Problems and tasks —
A. In the planner thread, what reason does Tom give for saying that a forced sort is often faster than a full-table indexscan? Answer in one to three sentences.
B. Reproduce the passage of the planner thread starting at "You have the" and ending at "4x as much?".

Paul:
Quite like Tom, I too think that its the first query that is more intriguing than the second one. (The expected cost for the indexscan (A) query is 4x the expected time for the 'Sequential Scan' (B) query !!)
Could you provide with the (complete output of) EXPLAIN ANALYZE times for both of these queries ? That would tell how much time it actually took as compared to the expected times.
Tom:
There is one thing though, that I couldn't really understand. Considering that A's correlation in pg_stats being very high compared to B, isn't it 'a better candidate' for a sequential scan as compared to B in this scenario ? Or is it the other way around ?
Regards,
Robins Tharakan
On 5/4/07, Tom Lane <tgl@xxxxxxxxxxxxx> wrote:
Paul Smith <paullocal@xxxxxxxxxx> writes:
> If I do
> EXPLAIN SELECT * FROM x ORDER BY a;
> it says
> Index Scan using y on x (cost=0.00..2903824.15 rows=1508057 width=152)
> That's what I'd expect
> However, if I do
> EXPLAIN SELECT * FROM x ORDER BY b;
> it says
> Sort (cost=711557.34..715327.48 rows=1508057
> width=152)
> Sort Key:
> b
> -> Seq Scan on x (cost=0.00..53203.57 rows=1508057 width=152)
> Why doesn't it use the other index?
You have the question backwards: given those cost estimates, I'd wonder
why it doesn't do a sort in both cases. Offhand I think the sort cost
estimate is pretty much independent of the data itself, so it should
have come out with a cost near 715327 for sorting on A, so why's it
using an indexscan that costs more than 4x as much?
The indexscan cost estimate varies quite a bit depending on the
estimated correlation (physical ordering) of the column, so seeing
it do different things in the two cases isn't surprising in itself.
But I think there's some relevant factor you've left out of the example.
As for getting the estimates more in line with reality, you probably
need to play with random_page_cost and/or effective_cache_size.
> Any ideas? To me it looks like a bug in the planner. I can't think of
> any logical reason not to use an existing index to retrieve a sorted
> listing of the data.
Sorry, but using a forced sort frequently *is* faster than a full-table
indexscan. It all depends on how much locality of reference there is,
ie how well the index order and physical table order match up. The
planner's statistical correlation estimate and cost parameters may be
far enough off to make it pick the wrong choice, but it's not a bug that
it considers the options.
regards, tom lane
---------------------------(end of broadcast)---------------------------
TIP 6: explain analyze is your friend
--
Robins

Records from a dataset
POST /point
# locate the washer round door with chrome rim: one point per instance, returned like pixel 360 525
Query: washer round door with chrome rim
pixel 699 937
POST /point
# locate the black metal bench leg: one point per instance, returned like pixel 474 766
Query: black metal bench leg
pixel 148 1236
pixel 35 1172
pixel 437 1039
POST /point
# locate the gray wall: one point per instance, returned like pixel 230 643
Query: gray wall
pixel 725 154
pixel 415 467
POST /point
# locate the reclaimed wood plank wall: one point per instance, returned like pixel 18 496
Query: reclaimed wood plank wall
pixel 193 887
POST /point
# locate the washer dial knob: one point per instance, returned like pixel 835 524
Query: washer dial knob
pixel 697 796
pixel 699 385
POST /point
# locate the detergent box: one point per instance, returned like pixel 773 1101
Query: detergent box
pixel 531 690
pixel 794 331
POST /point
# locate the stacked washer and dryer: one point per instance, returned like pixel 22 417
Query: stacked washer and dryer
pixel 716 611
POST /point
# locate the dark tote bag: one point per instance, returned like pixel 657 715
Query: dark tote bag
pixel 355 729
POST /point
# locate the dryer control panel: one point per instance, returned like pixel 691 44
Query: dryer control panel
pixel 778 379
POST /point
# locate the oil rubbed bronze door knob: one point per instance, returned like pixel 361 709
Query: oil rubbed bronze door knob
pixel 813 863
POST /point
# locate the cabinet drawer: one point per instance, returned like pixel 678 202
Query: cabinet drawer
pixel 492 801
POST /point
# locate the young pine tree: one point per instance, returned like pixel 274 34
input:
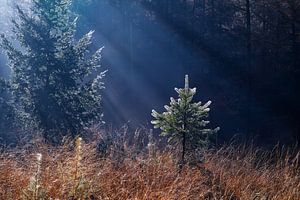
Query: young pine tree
pixel 184 122
pixel 55 80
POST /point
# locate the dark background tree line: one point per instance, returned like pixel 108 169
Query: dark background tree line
pixel 242 54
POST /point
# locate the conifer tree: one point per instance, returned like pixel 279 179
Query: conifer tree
pixel 184 122
pixel 55 79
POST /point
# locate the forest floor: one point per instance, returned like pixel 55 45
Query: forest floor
pixel 77 170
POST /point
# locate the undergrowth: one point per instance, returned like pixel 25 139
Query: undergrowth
pixel 77 170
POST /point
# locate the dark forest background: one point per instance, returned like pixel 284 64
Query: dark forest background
pixel 244 55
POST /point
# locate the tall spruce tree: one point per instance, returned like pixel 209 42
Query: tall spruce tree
pixel 55 79
pixel 184 122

Completed exercise —
A. Tom says it all depends on how much locality of reference there is, meaning how well the index order and the physical table order match up.

B.
You have the question backwards: given those cost estimates, I'd wonder
why it doesn't do a sort in both cases. Offhand I think the sort cost
estimate is pretty much independent of the data itself, so it should
have come out with a cost near 715327 for sorting on A, so why's it
using an indexscan that costs more than 4x as much?